## What to work on
Copy out the listing below, from the line holding "Target: camouflage cap" through its final line, inclusive, and give nothing else.

## Source material

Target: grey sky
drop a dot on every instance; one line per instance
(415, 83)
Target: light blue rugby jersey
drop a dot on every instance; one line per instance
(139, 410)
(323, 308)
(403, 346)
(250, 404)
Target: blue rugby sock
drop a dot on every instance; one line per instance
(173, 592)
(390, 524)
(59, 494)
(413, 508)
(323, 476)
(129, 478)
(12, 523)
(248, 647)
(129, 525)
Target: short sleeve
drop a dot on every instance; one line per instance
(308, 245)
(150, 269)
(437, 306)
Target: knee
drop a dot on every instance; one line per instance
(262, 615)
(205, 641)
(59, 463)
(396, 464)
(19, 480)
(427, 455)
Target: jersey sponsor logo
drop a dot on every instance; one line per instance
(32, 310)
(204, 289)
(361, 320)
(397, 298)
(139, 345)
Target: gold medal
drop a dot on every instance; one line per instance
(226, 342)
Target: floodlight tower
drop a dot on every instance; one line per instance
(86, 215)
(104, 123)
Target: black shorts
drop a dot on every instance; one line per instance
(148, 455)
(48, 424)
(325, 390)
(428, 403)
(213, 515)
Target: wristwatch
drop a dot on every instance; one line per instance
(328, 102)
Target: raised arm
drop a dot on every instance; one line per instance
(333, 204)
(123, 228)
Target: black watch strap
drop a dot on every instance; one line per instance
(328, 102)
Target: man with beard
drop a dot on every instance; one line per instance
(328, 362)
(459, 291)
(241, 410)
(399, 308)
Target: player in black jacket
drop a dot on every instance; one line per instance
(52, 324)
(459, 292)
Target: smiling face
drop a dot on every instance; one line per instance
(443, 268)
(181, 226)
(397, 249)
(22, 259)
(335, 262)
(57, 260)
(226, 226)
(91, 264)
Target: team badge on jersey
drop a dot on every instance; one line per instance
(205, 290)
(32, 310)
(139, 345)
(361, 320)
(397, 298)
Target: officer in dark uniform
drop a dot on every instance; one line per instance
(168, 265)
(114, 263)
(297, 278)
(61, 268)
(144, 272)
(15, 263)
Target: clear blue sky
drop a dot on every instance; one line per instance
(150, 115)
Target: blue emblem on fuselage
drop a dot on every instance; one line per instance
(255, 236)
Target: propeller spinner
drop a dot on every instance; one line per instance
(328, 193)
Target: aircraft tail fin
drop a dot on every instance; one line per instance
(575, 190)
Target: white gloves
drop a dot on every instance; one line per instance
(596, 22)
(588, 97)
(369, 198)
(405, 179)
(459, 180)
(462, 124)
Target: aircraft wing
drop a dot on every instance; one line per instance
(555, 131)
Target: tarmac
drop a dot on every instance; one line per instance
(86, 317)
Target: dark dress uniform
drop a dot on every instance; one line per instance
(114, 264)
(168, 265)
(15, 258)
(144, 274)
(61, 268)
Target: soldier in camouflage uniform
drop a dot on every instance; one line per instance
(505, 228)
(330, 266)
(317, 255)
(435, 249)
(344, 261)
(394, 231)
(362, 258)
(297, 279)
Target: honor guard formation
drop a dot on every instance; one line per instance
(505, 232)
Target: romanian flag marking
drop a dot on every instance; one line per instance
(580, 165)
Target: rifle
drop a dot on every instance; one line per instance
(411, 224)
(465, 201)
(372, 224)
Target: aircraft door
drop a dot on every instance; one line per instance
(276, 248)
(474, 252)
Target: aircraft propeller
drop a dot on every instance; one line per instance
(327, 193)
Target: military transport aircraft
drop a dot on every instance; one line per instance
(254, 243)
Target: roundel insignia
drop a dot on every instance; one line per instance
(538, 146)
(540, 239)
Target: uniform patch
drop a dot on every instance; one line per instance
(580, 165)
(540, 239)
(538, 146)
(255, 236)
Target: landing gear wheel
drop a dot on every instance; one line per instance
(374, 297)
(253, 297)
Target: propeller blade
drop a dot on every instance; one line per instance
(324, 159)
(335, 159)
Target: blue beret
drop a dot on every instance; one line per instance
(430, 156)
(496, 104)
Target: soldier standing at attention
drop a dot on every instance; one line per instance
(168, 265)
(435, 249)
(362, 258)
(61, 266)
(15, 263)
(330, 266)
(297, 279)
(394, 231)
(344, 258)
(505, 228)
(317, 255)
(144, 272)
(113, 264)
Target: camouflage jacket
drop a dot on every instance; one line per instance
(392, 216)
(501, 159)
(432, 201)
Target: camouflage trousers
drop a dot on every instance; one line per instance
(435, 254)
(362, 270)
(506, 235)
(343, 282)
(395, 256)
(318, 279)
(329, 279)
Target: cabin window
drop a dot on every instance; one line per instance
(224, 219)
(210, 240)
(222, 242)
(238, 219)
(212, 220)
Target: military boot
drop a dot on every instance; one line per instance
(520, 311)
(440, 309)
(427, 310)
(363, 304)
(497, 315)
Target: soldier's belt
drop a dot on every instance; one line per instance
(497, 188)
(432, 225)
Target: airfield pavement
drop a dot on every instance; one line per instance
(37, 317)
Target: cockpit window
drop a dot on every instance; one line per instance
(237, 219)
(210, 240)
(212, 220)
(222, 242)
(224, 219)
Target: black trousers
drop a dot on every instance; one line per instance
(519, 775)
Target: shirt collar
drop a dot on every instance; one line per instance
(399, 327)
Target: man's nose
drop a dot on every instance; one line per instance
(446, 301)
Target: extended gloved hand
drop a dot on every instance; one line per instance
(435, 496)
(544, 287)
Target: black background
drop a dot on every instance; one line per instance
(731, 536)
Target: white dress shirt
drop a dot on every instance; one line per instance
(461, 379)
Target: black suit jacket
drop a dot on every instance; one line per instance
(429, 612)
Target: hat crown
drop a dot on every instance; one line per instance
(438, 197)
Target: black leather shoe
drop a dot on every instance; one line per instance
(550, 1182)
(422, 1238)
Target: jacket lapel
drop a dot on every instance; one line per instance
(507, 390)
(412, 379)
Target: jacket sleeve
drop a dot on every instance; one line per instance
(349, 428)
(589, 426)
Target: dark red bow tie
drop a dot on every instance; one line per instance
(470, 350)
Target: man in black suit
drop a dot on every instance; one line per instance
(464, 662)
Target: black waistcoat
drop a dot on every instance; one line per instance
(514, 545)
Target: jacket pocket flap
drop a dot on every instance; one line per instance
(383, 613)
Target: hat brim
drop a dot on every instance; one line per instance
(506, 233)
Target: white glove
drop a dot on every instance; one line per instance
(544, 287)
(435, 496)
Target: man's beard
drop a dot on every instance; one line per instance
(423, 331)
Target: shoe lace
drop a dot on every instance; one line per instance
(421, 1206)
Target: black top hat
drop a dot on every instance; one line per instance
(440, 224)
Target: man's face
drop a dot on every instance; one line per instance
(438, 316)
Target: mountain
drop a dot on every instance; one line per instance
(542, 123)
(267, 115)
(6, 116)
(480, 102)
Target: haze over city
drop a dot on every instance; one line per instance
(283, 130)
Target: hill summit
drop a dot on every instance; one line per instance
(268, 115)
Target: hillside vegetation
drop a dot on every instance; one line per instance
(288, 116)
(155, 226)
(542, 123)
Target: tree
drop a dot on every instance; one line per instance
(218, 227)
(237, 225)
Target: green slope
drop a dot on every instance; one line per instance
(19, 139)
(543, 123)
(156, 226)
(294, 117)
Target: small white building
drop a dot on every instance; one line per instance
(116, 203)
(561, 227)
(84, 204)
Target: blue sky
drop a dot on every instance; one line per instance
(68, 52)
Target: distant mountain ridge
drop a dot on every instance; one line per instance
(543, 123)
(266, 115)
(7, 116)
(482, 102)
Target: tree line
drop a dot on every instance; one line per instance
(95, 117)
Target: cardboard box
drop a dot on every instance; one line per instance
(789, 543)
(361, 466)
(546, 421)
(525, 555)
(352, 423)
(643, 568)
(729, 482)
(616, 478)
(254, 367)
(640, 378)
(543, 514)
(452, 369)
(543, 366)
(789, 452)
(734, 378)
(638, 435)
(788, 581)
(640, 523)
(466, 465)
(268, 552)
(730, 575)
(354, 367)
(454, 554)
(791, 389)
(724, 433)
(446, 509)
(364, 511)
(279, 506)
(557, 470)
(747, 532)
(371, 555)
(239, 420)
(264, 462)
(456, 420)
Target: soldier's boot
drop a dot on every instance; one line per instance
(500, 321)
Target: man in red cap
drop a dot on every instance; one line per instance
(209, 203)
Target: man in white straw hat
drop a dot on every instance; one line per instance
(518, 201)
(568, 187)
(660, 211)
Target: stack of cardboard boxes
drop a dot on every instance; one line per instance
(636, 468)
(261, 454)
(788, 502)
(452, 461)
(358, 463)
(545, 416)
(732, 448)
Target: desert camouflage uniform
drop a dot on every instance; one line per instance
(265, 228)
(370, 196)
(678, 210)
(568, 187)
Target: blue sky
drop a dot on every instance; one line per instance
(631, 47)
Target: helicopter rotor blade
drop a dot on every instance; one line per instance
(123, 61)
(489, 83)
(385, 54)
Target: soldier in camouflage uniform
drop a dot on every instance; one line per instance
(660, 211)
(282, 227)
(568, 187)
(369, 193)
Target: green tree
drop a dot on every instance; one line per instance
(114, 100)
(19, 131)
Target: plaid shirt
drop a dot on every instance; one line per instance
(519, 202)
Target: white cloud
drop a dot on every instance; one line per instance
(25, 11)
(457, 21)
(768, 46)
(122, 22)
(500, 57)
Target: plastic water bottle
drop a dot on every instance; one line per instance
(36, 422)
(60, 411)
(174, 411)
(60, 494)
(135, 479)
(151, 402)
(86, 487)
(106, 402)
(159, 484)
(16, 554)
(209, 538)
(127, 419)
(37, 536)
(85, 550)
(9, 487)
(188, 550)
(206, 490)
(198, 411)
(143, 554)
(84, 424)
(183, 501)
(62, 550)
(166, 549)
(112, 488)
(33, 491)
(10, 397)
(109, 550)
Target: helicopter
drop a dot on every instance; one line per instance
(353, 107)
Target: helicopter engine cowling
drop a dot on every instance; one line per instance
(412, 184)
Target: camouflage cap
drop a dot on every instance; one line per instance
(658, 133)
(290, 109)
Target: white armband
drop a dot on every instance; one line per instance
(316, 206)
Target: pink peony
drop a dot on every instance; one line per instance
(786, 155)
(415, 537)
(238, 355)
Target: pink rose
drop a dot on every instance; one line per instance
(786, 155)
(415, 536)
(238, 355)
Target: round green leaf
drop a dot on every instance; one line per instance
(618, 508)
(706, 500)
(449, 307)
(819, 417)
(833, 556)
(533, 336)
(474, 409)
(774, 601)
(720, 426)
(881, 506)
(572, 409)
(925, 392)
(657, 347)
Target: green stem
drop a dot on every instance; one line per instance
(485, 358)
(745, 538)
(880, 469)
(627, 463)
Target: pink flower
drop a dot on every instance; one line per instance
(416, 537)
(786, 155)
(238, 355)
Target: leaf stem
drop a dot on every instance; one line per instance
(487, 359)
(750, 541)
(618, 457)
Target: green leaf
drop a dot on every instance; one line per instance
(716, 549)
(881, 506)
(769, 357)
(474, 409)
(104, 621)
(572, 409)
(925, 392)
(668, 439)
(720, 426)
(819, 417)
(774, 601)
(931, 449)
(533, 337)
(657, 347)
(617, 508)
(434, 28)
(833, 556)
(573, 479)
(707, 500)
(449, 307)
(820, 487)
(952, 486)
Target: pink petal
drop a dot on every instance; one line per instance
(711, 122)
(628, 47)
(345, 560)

## Full response
Target: camouflage cap
drop a dot on every instance; one line per instance
(658, 133)
(290, 109)
Target: white armband
drop a dot on every instance; one line per instance
(316, 206)
Target: pink peony
drop a dot on every instance; one line per instance
(786, 155)
(415, 537)
(238, 355)
Target: pink rose
drop a dot on every instance; one line per instance
(786, 155)
(415, 536)
(238, 355)
Target: round green leaf
drop a dot on every instance; one line per instance
(618, 508)
(706, 500)
(449, 307)
(819, 417)
(833, 556)
(533, 336)
(474, 409)
(774, 601)
(720, 426)
(881, 506)
(572, 409)
(925, 392)
(657, 347)
Target: green stem
drop a dot on every instance; one line per instance
(485, 358)
(745, 538)
(880, 469)
(627, 463)
Target: pink flower
drop a dot on every instance; one line per instance
(416, 537)
(786, 155)
(238, 355)
Target: leaf stem
drop a dot on every instance; one line per instance
(487, 359)
(750, 541)
(618, 457)
Target: green leaf
drop a dot on every instance; one line per instance
(716, 549)
(881, 506)
(769, 357)
(474, 409)
(104, 621)
(572, 409)
(925, 392)
(668, 439)
(720, 426)
(819, 417)
(774, 601)
(931, 449)
(533, 337)
(657, 347)
(617, 508)
(434, 28)
(833, 556)
(573, 479)
(707, 500)
(449, 307)
(820, 487)
(952, 486)
Target: pink petal
drop a dot on every instance; one line per instance
(711, 122)
(628, 47)
(345, 560)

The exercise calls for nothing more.